CONSIGNES:
• 1. Substituez « tuberculose » à « silicose » en recopiant le passage de l'extrait sur le Groupe Information Santé qui commence aux mots « Certains membres du » et s'arrête après « pour la santé. ».
• 2. Dans l'extrait sur le Groupe Information Santé, relevez les trois aspects de la silicose sur lesquels le GIS a travaillé avec les mineurs du nord de la France.
• 3. Poursuivez l'extrait sur le Groupe Information Santé à partir de sa dernière phrase.

EXTRAIT:
C’est à la même époque que le GIS s’est créé. Avec quelques autres étudiants et jeunes médecins qui avaient connu des parcours similaires avant et pendant 68, nous nous sommes dit : « S’il doit y avoir une révolution en France, ça ne peut pas se faire sans le prolétariat (on avait appris Lénine, c’est ce qu’on croyait à l’époque). Mais arrêtons de jouer aux révolutionnaires prolétariens que nous ne sommes pas. Nous sommes d’origine bourgeoise mais nous pouvons peut être être utiles là où nous sommes compétents, dans le domaine de la santé, pour faire avancer les choses ». Le Groupe Information Santé était né.

Le Groupe Information Santé

Certains membres du GIS se sont investis sur l’hôpital, là où ils travaillaient, d’autres sur les maladies professionnelles. Des contacts ont été pris avec les mineurs du nord de la France pour travailler sur la silicose, comment la diagnostiquer, comment s’en protéger, comment établir la responsabilité de ceux qui imposaient les conditions de travail. Cette action qui était menée avec les syndicats et les ouvriers a notamment conduit au « procès » qui a été organisé par le Secours Rouge en 1970, sous la présidence de Jean Paul Sartre, pour condamner les responsables des houillères du nord. De la même manière, je crois que le GIS a été aussi une des premières organisations à alerter sur les problèmes de l’amiante en montant des dossiers techniques démontrant ses effets néfastes pour la santé.

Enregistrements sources
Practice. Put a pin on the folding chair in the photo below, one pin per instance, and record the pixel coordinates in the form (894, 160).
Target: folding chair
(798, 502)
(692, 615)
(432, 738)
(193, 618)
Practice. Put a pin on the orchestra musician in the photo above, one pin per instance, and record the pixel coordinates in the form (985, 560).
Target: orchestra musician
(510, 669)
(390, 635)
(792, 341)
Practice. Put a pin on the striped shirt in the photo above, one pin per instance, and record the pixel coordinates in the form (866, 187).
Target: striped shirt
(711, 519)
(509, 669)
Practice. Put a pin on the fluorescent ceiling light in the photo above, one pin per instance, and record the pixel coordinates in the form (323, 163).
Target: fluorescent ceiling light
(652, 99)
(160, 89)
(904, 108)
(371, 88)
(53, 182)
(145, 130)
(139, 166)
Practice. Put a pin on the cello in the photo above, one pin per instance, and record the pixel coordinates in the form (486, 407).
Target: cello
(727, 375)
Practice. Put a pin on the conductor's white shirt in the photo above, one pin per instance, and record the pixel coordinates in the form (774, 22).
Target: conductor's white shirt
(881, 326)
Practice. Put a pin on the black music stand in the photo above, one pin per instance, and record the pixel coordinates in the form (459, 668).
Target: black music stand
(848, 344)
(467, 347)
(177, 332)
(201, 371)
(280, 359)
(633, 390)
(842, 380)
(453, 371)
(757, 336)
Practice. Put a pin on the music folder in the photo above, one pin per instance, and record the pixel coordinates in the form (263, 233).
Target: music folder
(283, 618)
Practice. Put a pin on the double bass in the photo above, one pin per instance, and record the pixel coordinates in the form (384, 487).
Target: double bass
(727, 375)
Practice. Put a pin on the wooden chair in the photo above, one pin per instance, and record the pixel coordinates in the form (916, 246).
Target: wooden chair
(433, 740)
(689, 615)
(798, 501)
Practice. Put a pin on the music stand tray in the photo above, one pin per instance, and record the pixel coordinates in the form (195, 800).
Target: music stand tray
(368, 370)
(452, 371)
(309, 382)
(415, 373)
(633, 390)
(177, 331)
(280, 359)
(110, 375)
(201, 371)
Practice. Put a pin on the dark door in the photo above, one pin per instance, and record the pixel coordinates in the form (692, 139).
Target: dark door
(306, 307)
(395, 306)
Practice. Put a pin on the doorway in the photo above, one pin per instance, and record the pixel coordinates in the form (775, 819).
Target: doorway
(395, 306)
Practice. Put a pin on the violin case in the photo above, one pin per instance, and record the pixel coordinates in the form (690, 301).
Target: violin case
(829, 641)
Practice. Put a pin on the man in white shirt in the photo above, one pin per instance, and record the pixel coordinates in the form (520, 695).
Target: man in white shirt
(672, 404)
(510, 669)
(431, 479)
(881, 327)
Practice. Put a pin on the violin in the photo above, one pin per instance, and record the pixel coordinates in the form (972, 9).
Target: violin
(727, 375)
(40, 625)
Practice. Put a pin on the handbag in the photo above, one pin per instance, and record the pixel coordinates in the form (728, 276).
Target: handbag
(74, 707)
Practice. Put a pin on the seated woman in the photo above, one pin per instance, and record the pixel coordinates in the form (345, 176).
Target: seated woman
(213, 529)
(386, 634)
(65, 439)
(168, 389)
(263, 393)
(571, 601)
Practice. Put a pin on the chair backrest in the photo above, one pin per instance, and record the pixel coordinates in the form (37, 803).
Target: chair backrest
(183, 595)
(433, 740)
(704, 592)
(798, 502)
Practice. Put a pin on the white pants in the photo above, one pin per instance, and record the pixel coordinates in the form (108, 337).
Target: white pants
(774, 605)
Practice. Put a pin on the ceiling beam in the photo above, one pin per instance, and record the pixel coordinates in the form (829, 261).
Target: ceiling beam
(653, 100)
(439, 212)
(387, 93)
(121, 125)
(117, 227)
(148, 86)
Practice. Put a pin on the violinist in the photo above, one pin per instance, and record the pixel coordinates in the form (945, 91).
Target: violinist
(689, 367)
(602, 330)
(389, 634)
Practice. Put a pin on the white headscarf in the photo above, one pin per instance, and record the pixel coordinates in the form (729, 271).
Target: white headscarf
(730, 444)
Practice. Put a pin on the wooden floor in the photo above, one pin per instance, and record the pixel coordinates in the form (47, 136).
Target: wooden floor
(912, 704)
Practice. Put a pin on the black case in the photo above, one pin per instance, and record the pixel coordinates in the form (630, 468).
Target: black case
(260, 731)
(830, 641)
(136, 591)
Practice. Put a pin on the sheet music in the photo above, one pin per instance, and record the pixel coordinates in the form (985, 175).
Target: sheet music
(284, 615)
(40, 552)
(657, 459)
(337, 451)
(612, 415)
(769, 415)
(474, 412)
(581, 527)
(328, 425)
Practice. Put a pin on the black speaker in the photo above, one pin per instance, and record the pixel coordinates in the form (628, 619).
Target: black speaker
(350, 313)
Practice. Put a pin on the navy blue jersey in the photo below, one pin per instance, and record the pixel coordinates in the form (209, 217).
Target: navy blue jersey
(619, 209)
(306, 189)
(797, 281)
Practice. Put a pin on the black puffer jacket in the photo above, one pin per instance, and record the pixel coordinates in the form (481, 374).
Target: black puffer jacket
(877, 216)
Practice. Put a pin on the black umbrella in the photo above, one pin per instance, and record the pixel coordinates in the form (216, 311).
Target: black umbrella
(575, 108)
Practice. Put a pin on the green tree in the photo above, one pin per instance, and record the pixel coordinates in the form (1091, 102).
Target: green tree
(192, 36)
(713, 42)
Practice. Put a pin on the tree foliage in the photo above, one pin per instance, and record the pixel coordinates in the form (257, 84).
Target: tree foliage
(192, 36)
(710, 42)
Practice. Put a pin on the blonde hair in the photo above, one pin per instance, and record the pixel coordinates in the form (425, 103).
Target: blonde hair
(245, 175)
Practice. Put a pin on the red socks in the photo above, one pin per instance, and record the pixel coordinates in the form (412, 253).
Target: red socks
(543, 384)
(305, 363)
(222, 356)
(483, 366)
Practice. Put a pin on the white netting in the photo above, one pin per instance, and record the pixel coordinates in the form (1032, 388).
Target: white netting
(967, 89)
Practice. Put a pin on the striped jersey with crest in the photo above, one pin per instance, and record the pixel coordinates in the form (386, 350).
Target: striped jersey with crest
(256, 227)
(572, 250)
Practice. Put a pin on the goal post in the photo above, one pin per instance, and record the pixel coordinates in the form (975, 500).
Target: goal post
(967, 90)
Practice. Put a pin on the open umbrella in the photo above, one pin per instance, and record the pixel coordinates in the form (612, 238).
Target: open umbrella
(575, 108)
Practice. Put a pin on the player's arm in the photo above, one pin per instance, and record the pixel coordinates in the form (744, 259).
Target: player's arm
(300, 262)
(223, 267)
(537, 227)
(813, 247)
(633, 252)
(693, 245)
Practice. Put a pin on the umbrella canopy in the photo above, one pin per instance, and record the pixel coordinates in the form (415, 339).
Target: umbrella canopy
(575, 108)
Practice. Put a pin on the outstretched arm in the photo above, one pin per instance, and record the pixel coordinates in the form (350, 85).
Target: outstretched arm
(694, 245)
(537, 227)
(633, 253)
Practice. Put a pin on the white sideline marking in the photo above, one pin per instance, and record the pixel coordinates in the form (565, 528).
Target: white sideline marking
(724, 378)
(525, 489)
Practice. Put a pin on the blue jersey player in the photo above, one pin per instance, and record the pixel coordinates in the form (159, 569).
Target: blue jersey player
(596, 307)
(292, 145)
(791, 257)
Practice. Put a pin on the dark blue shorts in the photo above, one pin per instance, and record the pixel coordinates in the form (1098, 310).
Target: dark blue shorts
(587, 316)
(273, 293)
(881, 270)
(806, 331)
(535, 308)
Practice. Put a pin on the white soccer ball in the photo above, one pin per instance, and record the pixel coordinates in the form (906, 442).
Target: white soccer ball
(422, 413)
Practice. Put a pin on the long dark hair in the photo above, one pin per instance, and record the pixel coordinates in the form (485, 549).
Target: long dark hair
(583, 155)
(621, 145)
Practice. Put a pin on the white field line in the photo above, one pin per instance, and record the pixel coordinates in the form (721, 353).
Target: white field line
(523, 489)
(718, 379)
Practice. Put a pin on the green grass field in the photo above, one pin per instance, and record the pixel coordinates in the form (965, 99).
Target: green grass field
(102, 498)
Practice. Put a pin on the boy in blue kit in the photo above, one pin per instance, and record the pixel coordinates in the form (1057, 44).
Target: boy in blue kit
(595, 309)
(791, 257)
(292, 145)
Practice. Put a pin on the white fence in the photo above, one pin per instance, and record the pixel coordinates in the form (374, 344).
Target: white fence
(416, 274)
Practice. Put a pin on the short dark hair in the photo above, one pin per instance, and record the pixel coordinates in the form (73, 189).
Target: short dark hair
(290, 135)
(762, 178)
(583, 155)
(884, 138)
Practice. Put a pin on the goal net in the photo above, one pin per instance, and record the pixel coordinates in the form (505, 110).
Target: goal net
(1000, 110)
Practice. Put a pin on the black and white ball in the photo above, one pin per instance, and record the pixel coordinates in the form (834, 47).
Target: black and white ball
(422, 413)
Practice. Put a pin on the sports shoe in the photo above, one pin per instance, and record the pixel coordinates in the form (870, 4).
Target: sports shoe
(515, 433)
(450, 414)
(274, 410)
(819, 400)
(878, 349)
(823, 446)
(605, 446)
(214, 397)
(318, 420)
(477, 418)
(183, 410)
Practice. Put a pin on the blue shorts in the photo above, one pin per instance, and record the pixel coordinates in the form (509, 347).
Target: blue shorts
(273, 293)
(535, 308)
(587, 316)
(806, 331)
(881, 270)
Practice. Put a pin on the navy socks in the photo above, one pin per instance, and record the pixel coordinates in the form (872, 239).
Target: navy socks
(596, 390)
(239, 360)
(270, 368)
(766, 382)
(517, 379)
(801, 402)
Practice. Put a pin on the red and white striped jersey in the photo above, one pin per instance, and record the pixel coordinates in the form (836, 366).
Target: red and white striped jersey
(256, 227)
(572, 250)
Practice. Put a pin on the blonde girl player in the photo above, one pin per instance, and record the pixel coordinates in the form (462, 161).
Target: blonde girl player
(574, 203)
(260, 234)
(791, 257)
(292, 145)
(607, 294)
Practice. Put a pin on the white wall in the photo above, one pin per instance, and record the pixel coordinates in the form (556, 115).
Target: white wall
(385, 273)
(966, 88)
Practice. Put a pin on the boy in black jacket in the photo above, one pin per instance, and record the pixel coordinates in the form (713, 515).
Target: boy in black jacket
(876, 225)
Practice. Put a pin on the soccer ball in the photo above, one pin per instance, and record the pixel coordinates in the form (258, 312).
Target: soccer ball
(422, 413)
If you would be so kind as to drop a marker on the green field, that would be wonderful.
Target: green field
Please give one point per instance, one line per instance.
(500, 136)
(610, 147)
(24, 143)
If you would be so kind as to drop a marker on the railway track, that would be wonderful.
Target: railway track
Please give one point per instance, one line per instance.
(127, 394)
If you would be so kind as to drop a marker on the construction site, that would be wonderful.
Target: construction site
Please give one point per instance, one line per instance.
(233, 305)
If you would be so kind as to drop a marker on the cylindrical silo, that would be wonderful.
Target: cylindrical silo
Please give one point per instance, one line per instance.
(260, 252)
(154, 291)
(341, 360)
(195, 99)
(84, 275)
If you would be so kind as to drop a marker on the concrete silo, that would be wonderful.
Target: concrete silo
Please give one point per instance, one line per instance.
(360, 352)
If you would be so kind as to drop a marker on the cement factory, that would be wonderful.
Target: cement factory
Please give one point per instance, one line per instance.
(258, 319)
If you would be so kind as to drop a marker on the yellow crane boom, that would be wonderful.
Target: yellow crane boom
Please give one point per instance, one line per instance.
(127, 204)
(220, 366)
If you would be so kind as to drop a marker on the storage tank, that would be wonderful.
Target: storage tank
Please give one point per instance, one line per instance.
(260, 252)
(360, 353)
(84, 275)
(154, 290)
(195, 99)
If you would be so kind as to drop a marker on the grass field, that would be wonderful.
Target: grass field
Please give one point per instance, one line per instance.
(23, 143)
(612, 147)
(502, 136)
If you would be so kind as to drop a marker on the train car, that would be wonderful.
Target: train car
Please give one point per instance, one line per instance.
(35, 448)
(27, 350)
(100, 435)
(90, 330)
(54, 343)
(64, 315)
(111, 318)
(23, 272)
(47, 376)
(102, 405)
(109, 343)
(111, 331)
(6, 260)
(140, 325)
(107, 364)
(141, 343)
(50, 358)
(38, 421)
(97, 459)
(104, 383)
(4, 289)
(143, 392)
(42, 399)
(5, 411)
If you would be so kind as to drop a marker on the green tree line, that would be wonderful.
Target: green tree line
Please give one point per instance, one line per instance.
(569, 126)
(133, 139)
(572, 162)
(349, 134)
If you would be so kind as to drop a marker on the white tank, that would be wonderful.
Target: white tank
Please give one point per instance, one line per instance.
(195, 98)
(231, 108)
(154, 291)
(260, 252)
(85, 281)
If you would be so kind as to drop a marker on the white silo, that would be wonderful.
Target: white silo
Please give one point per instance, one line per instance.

RÉPONSES:
• 1.
Certains membres du GIS se sont investis sur l’hôpital, là où ils travaillaient, d’autres sur les maladies professionnelles. Des contacts ont été pris avec les mineurs du nord de la France pour travailler sur la tuberculose, comment la diagnostiquer, comment s’en protéger, comment établir la responsabilité de ceux qui imposaient les conditions de travail. Cette action qui était menée avec les syndicats et les ouvriers a notamment conduit au « procès » qui a été organisé par le Secours Rouge en 1970, sous la présidence de Jean Paul Sartre, pour condamner les responsables des houillères du nord. De la même manière, je crois que le GIS a été aussi une des premières organisations à alerter sur les problèmes de l’amiante en montant des dossiers techniques démontrant ses effets néfastes pour la santé.

• 2.
- comment la diagnostiquer
- comment s'en protéger
- comment établir la responsabilité de ceux qui imposaient les conditions de travail

• 3.
En agissant ainsi, nous remettions en cause de ce que nous avions appris depuis le début de nos études et notamment le rôle du médecin dans la société et la relation entre les médecins et leurs patients. Plus précisément nous voulions que cette relation soit équilibrée, que le patient soit considéré comme un partenaire et non comme quelqu’un qui subit les décisions du médecin. Pour cela, il fallait que les personnes en cause soient informées, qu’elles aient les éléments qui leur permettent d’être un partenaire du médecin y compris dans les décisions. D’où le nom du GIS, « groupe information santé ».

Certains d’entre nous ont intégré l’hôpital, d’autres ont choisi de s’installer en tant que médecin généraliste. C’est ainsi que trois militants du GIS, Patrick Nochi, Jean Daniel Rainhorn et Christine Hammel se sont installés à Genevilliers, grosse ville industrielle de la banlieue parisienne. Ils ont ensuite participé à la création du Syndicat de la médecine générale qui se démarque des syndicats corporatistes en ayant une approche plus progressiste de la médecine.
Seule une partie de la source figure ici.